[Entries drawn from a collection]
■ ■ ■ ■ ■ ■ ■

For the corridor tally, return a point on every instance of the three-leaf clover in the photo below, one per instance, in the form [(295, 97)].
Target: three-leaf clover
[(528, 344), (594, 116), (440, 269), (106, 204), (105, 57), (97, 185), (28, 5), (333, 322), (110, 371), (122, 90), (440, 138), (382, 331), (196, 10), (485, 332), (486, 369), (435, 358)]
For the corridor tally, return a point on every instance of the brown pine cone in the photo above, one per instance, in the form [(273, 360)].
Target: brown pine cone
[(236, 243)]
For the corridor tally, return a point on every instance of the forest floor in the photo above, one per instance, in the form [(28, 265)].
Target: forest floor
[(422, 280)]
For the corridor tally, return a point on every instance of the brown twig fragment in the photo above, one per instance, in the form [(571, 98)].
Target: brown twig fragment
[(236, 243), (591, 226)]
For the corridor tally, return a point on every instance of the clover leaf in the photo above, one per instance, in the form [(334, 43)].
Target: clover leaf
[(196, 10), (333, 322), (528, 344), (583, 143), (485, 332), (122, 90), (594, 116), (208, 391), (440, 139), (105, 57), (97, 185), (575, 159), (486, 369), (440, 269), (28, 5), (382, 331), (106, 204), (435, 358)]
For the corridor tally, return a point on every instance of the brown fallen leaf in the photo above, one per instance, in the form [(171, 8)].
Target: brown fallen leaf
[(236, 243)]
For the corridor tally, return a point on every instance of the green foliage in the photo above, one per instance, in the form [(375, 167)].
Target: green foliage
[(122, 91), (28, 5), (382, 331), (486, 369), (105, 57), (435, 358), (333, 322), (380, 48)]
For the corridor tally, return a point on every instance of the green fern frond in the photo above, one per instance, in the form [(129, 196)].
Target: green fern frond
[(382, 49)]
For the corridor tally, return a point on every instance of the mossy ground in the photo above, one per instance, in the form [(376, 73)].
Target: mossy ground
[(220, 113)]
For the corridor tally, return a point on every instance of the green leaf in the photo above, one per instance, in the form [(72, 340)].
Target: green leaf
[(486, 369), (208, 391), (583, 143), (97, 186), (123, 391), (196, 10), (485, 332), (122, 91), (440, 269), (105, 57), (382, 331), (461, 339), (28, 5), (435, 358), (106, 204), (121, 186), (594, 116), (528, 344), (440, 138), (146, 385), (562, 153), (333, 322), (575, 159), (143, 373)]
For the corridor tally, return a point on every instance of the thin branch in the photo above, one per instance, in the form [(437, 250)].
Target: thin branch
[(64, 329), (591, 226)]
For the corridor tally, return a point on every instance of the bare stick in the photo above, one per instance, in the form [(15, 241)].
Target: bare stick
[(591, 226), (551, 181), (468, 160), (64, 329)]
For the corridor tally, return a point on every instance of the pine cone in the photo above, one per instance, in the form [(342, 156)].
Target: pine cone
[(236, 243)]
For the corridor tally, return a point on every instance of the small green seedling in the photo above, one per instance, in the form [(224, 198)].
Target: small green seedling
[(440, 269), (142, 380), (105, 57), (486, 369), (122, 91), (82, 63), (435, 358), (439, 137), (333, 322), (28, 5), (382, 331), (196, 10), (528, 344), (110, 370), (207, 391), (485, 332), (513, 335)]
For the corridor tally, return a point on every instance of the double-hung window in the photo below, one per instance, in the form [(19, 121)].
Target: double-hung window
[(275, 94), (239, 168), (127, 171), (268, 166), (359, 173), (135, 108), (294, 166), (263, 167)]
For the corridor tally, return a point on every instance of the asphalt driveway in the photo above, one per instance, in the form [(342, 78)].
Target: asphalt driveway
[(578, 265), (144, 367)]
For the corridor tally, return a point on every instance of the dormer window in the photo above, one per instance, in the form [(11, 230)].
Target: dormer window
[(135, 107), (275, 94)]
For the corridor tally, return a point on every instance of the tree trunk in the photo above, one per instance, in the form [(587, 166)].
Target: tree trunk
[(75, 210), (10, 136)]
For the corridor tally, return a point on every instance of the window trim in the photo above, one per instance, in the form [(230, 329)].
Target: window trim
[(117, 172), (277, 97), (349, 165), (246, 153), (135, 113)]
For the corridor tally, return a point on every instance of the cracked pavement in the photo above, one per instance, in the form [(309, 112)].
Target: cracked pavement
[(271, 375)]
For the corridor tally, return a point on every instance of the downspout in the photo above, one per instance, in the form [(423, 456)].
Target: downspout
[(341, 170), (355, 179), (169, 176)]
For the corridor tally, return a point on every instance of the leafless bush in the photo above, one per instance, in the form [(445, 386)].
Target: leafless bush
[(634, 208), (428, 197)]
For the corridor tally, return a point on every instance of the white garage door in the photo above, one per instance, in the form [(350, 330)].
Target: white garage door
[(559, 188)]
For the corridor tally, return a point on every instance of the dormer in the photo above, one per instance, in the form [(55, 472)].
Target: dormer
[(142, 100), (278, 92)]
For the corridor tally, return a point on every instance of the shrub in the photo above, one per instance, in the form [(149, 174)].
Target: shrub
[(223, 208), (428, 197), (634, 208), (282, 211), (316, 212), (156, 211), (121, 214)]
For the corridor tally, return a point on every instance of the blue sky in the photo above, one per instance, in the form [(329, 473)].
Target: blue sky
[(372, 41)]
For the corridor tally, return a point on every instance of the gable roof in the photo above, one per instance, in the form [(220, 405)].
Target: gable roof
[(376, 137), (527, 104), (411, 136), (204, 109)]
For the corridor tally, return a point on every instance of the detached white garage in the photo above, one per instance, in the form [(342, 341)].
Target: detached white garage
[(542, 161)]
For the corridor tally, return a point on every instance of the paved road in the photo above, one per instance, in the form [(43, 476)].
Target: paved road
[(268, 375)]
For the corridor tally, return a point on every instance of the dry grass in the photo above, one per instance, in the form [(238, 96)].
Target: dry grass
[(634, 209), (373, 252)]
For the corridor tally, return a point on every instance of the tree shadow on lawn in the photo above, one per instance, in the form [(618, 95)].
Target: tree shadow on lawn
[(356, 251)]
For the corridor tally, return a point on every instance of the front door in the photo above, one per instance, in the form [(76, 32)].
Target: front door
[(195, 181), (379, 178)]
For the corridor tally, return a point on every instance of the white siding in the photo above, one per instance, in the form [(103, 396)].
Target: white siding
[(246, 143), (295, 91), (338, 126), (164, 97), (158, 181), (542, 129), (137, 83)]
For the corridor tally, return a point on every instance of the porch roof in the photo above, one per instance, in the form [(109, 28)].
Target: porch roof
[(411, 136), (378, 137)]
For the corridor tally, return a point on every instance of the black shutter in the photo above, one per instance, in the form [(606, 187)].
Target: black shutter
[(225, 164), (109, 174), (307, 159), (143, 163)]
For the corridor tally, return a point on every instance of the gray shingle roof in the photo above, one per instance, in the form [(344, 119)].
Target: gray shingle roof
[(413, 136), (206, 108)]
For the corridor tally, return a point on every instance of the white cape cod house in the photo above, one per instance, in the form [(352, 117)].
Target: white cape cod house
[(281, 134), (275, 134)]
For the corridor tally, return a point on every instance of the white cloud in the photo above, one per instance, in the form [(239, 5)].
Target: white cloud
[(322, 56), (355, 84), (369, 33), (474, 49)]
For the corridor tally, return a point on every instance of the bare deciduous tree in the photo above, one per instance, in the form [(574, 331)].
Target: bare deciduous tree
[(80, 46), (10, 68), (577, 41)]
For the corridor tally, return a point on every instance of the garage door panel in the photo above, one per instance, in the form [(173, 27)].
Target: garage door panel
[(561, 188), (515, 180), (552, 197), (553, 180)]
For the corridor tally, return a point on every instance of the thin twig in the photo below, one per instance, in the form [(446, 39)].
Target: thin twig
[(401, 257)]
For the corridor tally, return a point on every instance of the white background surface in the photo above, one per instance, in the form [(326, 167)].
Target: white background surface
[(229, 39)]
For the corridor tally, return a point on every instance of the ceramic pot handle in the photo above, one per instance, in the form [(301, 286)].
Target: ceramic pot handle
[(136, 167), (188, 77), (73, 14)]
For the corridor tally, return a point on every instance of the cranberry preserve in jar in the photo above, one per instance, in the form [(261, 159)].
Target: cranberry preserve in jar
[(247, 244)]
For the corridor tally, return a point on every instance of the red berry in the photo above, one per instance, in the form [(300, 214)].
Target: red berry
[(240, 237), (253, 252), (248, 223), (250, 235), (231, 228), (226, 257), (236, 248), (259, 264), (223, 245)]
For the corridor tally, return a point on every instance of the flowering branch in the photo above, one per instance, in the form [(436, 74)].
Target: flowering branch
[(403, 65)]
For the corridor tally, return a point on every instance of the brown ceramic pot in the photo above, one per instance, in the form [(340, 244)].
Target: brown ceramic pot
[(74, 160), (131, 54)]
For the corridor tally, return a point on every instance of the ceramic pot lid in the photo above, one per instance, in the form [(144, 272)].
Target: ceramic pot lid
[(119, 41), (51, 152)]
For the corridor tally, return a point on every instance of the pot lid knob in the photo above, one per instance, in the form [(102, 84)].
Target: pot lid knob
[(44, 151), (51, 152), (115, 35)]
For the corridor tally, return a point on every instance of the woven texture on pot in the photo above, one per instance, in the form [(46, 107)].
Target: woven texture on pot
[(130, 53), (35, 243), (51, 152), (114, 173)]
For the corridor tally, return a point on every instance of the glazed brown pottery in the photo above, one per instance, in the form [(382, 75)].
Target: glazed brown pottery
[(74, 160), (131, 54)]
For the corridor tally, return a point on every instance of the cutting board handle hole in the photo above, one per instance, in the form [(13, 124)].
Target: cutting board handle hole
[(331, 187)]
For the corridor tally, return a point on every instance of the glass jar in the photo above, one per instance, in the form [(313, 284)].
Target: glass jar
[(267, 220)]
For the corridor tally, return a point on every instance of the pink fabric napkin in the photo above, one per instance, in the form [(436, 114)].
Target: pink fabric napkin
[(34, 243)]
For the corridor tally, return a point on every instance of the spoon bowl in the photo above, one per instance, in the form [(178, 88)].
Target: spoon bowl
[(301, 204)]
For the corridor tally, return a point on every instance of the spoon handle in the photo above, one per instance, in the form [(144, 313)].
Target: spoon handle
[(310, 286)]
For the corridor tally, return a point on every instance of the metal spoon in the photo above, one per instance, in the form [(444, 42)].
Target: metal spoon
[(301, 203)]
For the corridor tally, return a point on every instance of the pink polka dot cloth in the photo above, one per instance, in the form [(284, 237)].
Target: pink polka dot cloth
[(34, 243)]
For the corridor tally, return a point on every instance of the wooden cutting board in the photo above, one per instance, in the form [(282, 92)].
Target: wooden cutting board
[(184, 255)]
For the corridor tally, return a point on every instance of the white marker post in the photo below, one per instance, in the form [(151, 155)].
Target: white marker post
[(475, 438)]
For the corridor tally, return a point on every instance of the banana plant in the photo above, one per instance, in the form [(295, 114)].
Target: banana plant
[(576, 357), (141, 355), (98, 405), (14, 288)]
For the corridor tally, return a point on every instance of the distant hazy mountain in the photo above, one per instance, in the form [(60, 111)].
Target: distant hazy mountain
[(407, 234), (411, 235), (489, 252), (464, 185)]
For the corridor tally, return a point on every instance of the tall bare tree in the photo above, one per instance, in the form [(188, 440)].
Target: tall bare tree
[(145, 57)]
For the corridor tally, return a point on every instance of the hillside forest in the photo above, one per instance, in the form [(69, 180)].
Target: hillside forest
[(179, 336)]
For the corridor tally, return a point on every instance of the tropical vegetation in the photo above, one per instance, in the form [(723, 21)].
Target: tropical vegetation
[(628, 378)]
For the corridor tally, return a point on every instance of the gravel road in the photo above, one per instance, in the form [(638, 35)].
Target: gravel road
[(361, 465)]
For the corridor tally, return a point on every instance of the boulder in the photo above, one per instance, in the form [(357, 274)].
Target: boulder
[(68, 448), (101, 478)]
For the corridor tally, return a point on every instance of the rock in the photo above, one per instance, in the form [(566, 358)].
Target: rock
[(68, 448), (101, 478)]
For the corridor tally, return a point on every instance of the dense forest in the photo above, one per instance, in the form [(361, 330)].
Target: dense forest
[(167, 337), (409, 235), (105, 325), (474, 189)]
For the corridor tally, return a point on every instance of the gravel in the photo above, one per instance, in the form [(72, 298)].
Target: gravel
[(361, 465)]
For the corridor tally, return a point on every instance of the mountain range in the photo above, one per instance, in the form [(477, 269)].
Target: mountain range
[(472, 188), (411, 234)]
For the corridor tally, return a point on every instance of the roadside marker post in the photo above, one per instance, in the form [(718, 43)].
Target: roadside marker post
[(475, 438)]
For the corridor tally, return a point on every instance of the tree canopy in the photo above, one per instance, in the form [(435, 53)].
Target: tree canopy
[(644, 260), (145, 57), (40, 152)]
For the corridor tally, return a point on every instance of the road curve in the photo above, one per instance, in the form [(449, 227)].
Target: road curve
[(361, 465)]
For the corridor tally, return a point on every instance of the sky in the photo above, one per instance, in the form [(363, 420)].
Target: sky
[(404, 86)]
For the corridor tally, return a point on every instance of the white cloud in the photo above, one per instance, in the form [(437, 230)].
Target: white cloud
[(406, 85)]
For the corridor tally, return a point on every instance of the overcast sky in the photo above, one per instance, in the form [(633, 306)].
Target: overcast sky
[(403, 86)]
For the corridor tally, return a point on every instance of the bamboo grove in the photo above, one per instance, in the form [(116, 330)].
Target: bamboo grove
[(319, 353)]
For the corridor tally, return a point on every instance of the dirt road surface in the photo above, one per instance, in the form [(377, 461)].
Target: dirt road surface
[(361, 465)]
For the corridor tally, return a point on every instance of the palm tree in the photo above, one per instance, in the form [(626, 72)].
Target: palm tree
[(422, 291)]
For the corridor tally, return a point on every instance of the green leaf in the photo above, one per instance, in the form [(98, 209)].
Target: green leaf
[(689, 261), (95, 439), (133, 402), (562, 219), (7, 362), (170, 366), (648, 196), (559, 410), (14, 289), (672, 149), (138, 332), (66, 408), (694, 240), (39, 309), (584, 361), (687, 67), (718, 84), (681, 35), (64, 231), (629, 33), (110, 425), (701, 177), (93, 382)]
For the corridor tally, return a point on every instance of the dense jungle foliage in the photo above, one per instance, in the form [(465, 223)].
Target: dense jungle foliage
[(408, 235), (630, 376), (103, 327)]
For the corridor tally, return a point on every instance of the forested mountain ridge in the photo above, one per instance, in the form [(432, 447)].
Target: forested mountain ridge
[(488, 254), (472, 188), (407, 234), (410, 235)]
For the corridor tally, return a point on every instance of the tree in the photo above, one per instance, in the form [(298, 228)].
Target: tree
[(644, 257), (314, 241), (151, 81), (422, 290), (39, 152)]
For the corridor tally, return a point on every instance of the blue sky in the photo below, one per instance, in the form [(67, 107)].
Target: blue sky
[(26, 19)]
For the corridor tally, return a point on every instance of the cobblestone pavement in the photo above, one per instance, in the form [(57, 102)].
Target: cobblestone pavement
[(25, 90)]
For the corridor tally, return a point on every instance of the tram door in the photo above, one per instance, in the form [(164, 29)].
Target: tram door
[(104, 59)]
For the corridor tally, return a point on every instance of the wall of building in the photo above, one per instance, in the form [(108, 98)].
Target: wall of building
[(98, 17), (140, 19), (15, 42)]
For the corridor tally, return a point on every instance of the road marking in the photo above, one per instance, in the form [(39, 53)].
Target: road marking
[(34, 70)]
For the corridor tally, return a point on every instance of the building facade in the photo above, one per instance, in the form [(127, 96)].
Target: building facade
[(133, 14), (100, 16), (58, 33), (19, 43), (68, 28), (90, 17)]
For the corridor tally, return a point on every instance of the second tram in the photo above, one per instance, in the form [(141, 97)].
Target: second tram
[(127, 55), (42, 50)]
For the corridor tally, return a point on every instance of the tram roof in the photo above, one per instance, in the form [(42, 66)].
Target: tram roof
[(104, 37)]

■ ■ ■ ■ ■ ■ ■

● WHAT THE TASK ASKS
Format everything from the start of the records down to the line containing "Target: three-leaf clover" as a Markdown table with the columns Row and Line, numbering each line and leaving out any blank lines.

● FINISHED ANSWER
| Row | Line |
|---|---|
| 1 | For the corridor tally, return a point on every instance of the three-leaf clover in the photo below, one per instance, in the form [(295, 97)]. |
| 2 | Target: three-leaf clover |